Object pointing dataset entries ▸
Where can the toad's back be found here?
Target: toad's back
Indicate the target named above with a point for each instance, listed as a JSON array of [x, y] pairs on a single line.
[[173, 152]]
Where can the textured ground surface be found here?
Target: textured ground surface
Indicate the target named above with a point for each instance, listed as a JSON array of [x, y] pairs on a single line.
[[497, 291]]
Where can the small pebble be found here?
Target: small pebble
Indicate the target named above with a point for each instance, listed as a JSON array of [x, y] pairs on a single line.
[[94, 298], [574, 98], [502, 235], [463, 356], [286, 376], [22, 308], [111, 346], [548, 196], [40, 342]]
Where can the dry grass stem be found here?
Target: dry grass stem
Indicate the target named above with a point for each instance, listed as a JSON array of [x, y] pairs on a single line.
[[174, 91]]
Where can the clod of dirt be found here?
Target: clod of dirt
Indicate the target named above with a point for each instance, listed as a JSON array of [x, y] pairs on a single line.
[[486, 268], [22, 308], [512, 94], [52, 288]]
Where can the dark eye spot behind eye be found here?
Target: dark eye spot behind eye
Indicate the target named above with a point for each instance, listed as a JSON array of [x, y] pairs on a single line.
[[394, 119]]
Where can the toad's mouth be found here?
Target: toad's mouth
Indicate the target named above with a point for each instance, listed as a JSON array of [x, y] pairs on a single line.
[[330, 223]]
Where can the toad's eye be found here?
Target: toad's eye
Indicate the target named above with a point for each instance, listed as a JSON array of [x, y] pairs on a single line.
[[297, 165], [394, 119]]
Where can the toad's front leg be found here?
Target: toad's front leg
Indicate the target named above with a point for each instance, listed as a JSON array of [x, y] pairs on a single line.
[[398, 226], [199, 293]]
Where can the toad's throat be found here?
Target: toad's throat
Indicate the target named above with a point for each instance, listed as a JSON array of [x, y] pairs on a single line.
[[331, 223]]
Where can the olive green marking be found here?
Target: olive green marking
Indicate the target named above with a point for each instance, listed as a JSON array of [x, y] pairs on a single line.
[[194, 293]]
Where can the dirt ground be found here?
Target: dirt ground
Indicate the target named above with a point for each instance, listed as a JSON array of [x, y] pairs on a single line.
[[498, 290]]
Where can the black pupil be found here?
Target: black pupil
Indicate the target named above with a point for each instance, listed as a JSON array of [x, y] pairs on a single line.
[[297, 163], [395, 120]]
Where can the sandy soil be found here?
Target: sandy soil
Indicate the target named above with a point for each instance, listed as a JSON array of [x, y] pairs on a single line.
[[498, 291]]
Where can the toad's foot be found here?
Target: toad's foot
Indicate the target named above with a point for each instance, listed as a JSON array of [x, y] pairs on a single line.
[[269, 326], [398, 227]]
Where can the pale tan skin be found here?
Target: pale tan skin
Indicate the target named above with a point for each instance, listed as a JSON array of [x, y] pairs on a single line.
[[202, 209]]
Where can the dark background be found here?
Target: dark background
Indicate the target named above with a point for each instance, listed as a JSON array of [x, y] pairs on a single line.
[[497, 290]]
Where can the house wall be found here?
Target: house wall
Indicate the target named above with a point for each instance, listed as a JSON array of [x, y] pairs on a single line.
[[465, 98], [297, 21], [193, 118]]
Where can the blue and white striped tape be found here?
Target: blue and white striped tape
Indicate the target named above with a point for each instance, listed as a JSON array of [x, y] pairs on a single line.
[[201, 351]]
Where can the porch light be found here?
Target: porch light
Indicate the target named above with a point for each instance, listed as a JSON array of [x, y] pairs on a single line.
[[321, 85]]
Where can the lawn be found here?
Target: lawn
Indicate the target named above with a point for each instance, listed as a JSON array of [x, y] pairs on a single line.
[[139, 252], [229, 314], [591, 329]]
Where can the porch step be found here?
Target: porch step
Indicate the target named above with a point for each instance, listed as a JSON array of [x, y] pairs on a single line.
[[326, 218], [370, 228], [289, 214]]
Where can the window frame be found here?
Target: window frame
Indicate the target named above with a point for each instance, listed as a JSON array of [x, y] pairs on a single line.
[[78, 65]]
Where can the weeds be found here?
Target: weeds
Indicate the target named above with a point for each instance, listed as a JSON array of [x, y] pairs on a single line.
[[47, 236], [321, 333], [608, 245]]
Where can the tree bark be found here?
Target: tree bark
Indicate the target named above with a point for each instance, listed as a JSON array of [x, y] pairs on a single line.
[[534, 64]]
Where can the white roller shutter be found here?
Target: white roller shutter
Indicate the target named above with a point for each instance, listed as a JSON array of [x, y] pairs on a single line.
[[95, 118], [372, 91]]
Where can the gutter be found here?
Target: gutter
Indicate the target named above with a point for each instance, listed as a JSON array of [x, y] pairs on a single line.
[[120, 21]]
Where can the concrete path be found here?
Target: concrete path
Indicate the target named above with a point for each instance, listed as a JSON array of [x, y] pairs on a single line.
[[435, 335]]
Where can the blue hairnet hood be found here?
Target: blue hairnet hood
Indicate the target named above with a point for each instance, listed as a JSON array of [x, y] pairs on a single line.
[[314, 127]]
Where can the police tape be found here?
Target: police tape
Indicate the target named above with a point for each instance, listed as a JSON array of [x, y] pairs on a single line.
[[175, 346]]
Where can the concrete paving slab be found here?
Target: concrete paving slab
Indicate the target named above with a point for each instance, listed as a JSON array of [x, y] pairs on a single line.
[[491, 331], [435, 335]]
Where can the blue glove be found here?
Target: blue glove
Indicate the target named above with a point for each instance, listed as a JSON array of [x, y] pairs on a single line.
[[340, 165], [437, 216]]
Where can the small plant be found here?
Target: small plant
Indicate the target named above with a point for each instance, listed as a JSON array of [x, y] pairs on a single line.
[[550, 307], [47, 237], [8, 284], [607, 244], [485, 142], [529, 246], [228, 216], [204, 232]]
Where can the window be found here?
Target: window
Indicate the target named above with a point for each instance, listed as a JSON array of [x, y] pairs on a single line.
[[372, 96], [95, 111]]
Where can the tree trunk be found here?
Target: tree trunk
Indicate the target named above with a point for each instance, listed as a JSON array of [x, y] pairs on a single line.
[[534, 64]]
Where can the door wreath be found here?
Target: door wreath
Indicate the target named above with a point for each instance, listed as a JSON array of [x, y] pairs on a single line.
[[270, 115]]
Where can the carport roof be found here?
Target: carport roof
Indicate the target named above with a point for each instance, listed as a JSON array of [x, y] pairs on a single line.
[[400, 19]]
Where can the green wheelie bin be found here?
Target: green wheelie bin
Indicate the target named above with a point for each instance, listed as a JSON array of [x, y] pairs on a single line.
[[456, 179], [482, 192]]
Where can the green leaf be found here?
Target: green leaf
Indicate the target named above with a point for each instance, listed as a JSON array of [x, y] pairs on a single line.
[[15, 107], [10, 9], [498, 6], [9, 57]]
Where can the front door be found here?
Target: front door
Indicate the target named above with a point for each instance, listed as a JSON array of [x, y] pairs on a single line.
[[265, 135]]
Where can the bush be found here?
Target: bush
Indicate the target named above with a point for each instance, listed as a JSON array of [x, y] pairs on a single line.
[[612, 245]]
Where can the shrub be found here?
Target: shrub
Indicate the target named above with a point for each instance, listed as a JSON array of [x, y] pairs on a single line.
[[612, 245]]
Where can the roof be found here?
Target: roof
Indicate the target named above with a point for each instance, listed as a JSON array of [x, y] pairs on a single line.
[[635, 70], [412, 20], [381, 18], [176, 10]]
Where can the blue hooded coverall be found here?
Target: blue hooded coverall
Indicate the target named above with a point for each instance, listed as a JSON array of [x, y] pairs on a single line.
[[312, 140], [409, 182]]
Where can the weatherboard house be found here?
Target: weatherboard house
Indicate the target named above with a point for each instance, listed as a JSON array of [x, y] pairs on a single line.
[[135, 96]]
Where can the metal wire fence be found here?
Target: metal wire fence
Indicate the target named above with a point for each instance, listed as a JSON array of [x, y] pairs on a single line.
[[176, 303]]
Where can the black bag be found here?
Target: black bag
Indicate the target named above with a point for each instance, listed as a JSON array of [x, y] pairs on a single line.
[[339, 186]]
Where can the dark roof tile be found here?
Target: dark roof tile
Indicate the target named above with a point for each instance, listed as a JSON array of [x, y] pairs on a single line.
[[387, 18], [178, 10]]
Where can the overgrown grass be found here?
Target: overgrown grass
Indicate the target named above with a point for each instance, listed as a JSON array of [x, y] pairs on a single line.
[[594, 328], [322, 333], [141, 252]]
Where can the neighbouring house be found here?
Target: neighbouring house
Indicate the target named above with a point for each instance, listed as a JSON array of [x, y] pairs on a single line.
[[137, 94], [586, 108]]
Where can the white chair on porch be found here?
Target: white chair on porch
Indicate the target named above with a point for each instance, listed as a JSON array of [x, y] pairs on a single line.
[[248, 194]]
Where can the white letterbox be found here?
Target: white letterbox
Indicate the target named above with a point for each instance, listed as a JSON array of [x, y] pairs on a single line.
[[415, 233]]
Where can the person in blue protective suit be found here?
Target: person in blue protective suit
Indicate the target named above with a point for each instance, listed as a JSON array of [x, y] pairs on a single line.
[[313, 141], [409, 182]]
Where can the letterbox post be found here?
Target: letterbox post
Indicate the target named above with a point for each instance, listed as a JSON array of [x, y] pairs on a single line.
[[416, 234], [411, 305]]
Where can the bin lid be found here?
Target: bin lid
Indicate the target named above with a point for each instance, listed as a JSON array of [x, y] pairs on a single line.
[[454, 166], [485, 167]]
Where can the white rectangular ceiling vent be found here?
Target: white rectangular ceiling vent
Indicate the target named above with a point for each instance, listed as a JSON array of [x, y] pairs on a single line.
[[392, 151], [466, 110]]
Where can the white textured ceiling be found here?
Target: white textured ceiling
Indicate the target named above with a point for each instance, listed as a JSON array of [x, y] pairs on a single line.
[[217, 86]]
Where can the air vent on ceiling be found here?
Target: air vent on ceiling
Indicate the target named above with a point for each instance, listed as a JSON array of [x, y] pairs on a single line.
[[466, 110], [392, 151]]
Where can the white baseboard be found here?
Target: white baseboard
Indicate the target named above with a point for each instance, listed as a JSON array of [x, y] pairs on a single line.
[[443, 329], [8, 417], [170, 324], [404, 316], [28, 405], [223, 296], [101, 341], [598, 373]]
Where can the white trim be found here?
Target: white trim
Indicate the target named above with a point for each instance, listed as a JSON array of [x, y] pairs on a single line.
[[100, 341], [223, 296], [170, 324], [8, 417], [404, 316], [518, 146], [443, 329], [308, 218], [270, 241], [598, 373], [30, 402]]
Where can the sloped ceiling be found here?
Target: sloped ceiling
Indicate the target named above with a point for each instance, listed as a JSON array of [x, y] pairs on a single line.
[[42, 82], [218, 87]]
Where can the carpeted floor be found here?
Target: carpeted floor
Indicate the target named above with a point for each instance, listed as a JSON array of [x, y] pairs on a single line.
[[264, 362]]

WHAT YOU ARE ASKED TO DO ▸
Starting at the line containing "Where can the toad's eye be found here?" and ending with the line containing "[[498, 290]]", rewrite the entries with "toad's" swapped for "frog's" and nothing else changed.

THE SOLUTION ▸
Where can the frog's eye be found here?
Target: frog's eye
Indicate the target named above with a point for each instance, listed as a JSON array of [x, y] pairs on a single line.
[[297, 165], [394, 119]]
Where can the frog's front leg be found here?
Target: frog's front leg
Indicate the target named above with a point for each instance, listed as a JSON array of [x, y] pairs on a single line.
[[398, 226], [199, 293]]
Where can the frog's throat be found here?
Target: frog's throat
Indicate the target named above with a point for each instance, listed as a JSON array of [x, y] pairs on a single line.
[[331, 223]]
Where can the olive green marking be found here?
Target: olive green marking
Indicate the target named above with a point for each instance, listed as a JSON array of [x, y] pairs on a single line.
[[194, 293]]
Where can the dirt ground be found here?
Target: dirt ground
Indicate the target named above with a point for each instance, listed as a JSON array of [x, y] pairs on a single line.
[[498, 290]]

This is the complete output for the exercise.